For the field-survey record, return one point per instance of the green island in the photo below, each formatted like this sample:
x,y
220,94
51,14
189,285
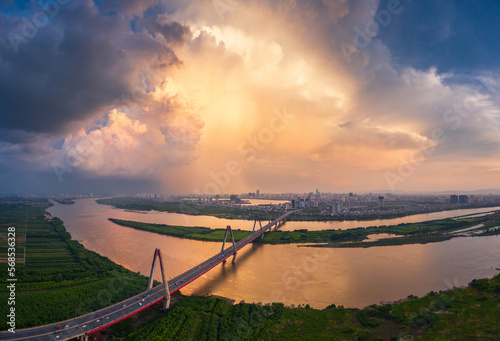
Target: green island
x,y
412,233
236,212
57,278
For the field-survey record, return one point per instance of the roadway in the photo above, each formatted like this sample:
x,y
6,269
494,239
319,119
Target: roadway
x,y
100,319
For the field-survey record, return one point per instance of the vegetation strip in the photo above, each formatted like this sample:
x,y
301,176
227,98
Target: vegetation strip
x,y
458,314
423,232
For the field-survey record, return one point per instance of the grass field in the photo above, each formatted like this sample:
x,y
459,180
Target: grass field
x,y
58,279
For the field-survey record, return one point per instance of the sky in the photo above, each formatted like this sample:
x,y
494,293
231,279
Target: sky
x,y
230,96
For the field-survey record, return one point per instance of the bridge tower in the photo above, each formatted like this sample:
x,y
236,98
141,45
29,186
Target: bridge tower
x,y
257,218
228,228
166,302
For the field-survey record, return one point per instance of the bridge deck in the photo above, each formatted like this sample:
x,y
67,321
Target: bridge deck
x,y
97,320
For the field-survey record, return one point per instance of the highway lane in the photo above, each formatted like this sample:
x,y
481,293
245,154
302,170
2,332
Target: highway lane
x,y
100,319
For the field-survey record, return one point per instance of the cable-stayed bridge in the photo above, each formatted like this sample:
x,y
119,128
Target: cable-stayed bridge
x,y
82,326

════════════════════

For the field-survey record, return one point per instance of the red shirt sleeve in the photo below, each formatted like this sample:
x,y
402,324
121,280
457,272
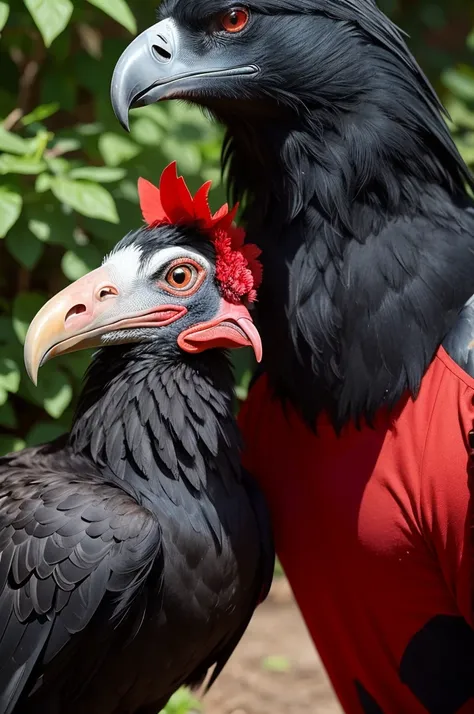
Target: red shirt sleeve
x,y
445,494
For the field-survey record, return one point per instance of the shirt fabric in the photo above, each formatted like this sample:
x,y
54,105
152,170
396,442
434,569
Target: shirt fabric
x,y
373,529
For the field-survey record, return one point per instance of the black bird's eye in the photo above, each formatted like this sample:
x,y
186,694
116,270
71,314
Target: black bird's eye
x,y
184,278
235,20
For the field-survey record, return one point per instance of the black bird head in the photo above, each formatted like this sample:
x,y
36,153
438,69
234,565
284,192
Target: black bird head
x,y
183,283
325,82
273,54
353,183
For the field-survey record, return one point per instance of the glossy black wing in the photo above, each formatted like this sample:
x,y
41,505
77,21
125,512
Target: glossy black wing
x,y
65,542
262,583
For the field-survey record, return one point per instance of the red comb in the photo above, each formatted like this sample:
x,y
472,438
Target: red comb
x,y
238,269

════════════════════

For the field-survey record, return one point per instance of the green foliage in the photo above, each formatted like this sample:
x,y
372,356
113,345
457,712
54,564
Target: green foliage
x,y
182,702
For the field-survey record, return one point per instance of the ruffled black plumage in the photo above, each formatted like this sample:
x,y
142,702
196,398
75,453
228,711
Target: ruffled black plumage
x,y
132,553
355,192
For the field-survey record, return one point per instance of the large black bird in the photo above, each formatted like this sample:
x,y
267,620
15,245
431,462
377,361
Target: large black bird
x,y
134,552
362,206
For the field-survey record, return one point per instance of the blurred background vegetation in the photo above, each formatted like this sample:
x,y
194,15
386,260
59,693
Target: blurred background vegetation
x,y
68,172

════════════════════

• **STATED PROBLEM**
Count how many lines above contain the string "cable", and reply with only that number.

• **FINAL ANSWER**
2